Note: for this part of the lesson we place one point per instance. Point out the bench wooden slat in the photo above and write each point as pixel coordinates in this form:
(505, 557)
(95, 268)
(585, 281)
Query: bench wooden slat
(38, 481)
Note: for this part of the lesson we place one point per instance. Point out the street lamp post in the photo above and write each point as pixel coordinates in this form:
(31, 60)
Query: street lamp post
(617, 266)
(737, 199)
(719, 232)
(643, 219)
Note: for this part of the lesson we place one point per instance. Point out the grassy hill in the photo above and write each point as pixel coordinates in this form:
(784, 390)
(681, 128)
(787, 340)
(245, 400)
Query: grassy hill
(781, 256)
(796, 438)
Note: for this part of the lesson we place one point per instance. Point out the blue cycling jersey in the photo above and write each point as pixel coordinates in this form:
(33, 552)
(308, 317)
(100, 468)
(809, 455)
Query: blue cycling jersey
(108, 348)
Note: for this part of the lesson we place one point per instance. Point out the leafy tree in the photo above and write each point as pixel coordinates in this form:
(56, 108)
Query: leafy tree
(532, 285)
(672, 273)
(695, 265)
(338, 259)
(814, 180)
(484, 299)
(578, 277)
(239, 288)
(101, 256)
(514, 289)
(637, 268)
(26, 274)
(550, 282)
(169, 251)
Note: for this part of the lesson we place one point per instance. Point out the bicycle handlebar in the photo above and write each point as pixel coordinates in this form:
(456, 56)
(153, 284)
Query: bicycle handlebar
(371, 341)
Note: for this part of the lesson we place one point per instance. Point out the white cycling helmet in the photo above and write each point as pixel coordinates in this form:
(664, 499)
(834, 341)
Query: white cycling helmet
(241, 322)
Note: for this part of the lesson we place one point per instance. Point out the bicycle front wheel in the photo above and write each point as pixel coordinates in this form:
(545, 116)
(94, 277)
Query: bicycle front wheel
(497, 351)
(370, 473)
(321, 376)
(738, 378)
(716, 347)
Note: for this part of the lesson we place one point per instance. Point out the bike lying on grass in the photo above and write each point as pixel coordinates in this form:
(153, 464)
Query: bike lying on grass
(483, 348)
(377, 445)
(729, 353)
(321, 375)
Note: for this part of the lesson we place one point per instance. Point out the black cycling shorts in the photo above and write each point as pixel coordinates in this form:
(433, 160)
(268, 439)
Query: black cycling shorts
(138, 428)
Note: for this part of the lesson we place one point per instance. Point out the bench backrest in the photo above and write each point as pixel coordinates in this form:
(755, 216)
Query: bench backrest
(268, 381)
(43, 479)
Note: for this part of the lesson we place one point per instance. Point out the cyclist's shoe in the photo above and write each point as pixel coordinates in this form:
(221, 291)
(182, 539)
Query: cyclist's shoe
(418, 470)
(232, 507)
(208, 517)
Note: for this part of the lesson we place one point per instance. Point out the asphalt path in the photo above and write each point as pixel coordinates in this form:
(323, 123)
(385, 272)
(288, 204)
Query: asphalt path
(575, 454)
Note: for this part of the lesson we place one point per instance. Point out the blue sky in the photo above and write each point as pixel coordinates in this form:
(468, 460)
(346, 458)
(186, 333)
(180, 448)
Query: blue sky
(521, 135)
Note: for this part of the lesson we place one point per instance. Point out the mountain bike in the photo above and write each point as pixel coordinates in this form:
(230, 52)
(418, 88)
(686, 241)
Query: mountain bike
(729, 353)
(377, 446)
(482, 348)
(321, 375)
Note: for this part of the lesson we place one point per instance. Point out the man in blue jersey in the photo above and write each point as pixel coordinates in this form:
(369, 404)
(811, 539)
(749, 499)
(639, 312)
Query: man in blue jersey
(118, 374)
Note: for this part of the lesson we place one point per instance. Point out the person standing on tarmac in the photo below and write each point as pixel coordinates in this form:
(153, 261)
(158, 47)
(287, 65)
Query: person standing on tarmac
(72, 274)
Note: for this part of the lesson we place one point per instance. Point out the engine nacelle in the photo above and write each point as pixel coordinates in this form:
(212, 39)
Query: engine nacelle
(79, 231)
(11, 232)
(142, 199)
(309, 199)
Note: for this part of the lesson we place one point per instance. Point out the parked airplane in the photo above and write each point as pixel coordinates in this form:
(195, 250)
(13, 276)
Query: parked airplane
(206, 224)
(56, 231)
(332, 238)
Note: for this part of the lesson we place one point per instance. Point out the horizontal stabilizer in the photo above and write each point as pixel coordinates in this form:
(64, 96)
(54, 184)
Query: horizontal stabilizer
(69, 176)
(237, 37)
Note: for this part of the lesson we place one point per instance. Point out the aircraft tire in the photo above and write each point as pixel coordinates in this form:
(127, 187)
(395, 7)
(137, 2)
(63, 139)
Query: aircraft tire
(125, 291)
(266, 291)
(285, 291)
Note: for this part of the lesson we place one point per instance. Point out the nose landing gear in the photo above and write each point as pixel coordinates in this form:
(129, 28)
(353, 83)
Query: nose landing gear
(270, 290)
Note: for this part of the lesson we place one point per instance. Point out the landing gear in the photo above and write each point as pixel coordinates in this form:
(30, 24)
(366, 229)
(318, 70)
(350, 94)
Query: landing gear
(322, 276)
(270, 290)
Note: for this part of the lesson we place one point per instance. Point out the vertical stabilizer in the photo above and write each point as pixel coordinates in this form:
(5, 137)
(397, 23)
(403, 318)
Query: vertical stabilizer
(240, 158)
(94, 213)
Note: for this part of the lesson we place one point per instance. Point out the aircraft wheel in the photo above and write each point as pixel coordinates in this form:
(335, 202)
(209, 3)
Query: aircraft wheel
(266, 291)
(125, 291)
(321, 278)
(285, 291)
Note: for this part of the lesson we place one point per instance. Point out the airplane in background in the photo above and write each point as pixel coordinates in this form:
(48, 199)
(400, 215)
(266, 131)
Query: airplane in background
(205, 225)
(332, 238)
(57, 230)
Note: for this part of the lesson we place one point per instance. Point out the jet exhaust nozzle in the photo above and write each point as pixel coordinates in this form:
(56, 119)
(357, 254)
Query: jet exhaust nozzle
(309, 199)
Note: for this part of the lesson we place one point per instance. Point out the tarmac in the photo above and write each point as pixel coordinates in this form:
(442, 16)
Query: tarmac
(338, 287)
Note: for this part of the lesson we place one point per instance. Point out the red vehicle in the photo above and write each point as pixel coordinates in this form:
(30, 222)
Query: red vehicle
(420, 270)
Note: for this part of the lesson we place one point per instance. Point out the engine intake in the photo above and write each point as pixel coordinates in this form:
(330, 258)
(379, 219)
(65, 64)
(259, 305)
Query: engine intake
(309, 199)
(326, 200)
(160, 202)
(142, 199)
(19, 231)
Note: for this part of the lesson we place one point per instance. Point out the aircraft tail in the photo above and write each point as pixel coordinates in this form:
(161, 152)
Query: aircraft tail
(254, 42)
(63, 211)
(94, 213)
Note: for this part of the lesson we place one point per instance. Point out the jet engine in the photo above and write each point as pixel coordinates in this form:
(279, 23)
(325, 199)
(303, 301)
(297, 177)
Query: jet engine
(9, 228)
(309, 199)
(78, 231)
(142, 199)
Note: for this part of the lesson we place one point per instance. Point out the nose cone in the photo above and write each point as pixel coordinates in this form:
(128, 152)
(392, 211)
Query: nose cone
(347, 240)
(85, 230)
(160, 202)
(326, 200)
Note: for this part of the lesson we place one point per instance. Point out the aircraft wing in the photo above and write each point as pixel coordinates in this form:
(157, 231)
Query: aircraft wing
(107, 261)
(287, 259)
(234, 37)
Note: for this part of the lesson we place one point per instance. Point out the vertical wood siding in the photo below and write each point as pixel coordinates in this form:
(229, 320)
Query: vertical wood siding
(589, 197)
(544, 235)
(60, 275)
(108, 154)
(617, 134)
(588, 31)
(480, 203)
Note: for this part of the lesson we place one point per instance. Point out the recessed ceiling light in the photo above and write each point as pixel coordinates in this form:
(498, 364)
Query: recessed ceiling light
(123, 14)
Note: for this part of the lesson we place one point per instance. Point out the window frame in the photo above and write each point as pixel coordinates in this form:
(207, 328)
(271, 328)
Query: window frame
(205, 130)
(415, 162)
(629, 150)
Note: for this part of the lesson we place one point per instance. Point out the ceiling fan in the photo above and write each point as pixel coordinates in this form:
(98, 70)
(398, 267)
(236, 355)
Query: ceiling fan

== WHAT IS BEING ASKED ==
Only the number is needed. Say how many lines of the entries contain "below".

== SOLUTION ==
2